Direction: Render the data from the line that contains "snow on snowshoe" up to and including the line that contains "x=440 y=250" as a Markdown table with the columns No. and Text, numbering each row and leaving out blank lines.

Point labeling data
□ □ □

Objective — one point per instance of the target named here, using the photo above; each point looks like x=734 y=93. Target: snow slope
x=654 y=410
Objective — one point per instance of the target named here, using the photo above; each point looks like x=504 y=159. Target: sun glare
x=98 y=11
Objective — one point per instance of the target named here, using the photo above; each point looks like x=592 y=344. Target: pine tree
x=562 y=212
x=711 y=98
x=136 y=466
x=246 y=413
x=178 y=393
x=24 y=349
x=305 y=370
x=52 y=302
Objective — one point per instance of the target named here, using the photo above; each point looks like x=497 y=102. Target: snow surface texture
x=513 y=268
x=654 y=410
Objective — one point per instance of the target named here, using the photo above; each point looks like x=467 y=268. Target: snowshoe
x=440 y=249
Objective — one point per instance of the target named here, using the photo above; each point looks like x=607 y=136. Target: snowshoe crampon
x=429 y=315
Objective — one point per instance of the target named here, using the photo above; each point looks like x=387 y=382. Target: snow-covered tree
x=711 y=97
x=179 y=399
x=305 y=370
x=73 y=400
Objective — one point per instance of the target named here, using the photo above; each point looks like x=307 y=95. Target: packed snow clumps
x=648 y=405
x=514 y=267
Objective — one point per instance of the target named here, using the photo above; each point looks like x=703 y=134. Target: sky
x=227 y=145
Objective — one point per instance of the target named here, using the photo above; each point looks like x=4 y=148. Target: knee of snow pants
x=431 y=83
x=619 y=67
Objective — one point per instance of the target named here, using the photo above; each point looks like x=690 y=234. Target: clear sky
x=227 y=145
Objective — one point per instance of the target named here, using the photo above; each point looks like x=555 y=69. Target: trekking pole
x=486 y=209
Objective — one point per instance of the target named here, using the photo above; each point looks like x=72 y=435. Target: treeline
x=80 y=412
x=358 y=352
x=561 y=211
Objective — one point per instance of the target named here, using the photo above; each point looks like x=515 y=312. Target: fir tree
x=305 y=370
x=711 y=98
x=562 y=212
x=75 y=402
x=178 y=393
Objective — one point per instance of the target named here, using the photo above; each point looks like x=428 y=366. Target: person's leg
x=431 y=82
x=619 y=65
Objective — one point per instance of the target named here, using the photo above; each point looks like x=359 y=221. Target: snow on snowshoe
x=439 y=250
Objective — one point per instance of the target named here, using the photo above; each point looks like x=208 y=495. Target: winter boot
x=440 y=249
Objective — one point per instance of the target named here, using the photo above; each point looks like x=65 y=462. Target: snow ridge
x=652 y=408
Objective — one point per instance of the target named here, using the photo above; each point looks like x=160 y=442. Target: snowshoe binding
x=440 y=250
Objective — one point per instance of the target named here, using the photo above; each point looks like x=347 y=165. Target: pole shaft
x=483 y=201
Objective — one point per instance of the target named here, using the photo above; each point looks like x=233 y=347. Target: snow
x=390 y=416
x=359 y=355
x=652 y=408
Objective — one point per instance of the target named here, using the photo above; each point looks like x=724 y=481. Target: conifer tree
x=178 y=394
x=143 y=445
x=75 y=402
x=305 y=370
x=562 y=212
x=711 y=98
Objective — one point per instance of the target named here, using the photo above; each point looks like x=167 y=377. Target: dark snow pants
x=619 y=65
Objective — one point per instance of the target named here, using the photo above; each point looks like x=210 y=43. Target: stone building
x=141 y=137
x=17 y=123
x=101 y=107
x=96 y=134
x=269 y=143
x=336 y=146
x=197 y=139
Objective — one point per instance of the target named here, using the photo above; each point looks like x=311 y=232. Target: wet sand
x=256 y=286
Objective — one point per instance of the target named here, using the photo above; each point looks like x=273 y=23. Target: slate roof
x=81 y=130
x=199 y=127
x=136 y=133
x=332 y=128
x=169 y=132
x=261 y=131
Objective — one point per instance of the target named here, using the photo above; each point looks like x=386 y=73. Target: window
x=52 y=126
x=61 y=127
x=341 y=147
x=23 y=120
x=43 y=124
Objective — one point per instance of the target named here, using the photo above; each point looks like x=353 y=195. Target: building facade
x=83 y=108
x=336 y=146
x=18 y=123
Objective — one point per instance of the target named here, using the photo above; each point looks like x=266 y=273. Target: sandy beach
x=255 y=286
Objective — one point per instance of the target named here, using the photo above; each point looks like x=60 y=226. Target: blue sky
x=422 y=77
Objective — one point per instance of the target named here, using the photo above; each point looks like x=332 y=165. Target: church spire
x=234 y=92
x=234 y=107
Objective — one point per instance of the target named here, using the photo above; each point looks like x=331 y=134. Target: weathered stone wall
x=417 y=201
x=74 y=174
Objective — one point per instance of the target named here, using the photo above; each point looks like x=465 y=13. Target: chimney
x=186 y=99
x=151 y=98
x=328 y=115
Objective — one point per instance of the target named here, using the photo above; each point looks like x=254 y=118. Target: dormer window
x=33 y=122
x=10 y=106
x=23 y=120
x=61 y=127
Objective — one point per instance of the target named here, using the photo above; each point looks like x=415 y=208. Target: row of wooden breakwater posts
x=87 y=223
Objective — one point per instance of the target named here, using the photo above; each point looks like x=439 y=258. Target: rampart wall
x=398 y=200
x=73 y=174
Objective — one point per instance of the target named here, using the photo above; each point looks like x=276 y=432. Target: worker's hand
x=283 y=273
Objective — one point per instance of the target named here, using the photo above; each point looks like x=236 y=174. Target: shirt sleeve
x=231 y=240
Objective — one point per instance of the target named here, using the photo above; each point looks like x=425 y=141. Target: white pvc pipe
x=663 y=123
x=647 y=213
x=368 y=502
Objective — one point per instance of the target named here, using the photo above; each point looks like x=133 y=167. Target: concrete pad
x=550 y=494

□ □ □

Result for this exercise:
| No. | Text |
|---|---|
| 1 | Objective — one point per instance of the target named here, using the photo above; each point looks like x=359 y=221. Target: snow on snowshoe |
| 2 | x=439 y=250 |
| 3 | Objective — one point per instance of the target named here, using the photo above; each point looks like x=208 y=495. Target: winter boot |
| 4 | x=440 y=249 |
| 5 | Objective — one point per instance of the target named here, using the photo above; each point looks like x=65 y=462. Target: snow ridge |
| 6 | x=652 y=408 |
| 7 | Objective — one point per instance of the target named here, using the photo above; each point looks like x=160 y=442. Target: snowshoe binding |
| 8 | x=440 y=250 |